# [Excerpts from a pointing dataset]
>> BEGIN

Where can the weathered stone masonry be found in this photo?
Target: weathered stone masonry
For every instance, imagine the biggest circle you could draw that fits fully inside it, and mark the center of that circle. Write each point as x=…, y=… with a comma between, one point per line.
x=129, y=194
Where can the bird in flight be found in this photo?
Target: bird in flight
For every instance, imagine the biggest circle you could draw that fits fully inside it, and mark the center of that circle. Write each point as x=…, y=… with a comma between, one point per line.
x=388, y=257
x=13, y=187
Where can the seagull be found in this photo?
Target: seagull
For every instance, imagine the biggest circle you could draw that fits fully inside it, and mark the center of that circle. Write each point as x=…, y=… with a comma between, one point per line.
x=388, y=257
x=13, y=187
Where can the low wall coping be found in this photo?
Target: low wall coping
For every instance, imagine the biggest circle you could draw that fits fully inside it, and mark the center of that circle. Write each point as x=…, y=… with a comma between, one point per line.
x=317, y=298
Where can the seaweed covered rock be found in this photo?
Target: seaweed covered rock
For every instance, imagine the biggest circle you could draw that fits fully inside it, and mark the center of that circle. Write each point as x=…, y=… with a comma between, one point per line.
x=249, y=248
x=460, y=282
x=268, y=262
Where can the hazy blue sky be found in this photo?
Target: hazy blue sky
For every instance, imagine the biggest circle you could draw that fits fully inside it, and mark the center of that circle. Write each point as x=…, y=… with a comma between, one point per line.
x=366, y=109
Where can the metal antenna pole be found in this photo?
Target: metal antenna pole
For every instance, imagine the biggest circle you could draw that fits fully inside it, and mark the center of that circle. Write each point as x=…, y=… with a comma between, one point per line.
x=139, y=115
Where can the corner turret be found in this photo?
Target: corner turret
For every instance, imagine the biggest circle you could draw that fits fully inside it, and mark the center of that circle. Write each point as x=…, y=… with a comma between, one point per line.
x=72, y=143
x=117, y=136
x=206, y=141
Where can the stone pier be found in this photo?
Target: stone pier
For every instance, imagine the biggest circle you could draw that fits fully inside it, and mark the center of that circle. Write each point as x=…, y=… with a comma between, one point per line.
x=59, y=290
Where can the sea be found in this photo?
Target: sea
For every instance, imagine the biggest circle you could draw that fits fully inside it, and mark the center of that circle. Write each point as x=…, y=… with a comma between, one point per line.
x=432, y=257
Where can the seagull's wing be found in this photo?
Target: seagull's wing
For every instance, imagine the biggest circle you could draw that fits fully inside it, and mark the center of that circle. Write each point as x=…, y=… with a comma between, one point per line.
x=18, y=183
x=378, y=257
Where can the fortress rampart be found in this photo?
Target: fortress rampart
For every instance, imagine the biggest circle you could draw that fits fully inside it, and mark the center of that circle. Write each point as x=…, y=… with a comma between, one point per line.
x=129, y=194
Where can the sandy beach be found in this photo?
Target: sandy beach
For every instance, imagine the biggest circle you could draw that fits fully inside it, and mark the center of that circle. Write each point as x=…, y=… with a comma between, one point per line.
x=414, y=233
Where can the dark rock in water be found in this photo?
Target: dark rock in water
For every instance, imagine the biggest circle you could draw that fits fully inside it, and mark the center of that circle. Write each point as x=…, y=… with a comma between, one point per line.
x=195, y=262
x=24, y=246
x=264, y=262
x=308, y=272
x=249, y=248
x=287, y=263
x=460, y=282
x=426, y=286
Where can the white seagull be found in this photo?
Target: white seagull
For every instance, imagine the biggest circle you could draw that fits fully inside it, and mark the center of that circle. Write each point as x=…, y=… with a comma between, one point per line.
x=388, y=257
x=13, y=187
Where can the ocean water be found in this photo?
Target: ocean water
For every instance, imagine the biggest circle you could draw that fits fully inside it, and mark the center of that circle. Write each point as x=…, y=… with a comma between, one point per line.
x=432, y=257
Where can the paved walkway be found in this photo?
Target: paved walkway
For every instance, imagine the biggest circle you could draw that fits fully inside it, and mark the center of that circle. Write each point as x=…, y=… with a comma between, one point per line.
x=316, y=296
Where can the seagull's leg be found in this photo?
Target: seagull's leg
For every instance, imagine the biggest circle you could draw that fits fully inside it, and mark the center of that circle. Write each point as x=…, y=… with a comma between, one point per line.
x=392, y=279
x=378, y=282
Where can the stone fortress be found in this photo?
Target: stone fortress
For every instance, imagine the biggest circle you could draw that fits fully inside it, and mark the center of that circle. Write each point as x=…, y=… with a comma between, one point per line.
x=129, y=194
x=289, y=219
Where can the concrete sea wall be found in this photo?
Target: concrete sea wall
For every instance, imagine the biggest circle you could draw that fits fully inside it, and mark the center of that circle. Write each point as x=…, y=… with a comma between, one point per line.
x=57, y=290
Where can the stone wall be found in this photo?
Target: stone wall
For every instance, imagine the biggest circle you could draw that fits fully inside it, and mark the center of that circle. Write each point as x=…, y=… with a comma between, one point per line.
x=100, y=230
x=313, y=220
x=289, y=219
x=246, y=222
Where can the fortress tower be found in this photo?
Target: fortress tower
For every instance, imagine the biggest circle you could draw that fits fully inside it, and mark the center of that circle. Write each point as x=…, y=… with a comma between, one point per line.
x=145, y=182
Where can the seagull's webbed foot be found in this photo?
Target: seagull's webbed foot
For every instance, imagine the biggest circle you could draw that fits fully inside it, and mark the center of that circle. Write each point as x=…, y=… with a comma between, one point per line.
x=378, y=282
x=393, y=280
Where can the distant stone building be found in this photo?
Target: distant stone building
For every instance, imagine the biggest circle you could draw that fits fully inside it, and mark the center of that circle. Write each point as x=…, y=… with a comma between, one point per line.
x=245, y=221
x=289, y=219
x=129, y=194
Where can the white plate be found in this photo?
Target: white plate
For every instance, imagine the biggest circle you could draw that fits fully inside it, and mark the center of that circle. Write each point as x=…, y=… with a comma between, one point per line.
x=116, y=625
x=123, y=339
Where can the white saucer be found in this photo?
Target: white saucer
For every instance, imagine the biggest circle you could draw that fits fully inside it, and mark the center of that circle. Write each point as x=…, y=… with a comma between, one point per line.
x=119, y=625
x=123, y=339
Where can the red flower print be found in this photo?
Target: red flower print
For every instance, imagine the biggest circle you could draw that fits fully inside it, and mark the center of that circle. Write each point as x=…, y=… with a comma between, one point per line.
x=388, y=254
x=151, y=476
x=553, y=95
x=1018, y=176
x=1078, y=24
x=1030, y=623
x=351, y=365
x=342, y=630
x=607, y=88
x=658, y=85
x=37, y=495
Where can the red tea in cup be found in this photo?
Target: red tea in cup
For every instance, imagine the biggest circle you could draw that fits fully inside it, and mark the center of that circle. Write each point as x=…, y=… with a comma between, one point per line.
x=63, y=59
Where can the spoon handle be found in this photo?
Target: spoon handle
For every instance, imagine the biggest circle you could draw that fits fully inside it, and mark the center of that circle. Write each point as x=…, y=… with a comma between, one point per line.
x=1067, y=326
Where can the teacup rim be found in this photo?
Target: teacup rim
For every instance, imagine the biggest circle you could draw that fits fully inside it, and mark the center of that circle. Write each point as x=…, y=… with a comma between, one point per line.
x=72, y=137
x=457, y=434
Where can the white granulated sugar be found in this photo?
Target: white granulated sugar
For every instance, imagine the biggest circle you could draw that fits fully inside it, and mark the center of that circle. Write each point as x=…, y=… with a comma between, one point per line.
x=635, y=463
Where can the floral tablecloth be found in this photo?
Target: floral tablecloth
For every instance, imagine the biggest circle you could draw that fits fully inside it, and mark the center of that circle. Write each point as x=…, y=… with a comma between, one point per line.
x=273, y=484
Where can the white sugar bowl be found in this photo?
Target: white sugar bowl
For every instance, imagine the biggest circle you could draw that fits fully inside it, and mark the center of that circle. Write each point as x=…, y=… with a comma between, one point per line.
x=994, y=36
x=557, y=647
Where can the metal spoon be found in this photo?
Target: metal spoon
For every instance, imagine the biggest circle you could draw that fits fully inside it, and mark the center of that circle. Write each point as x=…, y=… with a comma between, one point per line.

>> END

Reproduce everything from the line containing "Where can the white sugar" down to the end of the entries, requests included. Rescale every x and y coordinate in the answers by multiplying it by 0.4, and round each result to a whole number, rounding halves up.

# [Finished task]
Where can the white sugar bowl be found in this photo?
Target: white sugar bowl
For every instance, imagine the biggest circle you could draw that fits fully inside it, and mark the center of that circle. Write each point as x=…, y=… with a comma between, one point per line.
x=398, y=14
x=223, y=259
Where can the metal spoon be found in this photo?
Target: metal spoon
For every instance, imagine the biggest circle you could draw that fits fully inside it, and mark the center of that circle. Write each point as x=…, y=… with a comma between, one point per line.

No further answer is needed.